_Task directions_.
In the rows below, swap every "phone" for "mobile phone" and reproduce the rows with everything else unchanged. Leave the pictures out of your answer.

(Entries from a dataset)
= = =

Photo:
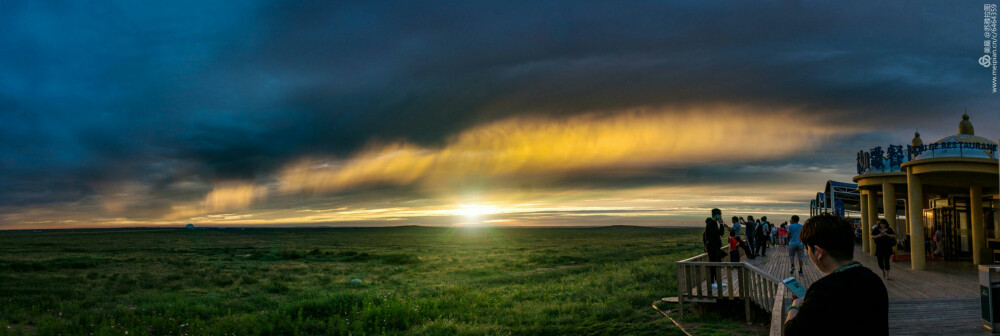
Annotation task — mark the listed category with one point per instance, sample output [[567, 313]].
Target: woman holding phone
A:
[[848, 292]]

= = =

_Written solution_.
Photo:
Annotation task — mark the listed category with one point per instance, sample output [[567, 313]].
Target: woman holding mobile phone
A:
[[848, 292]]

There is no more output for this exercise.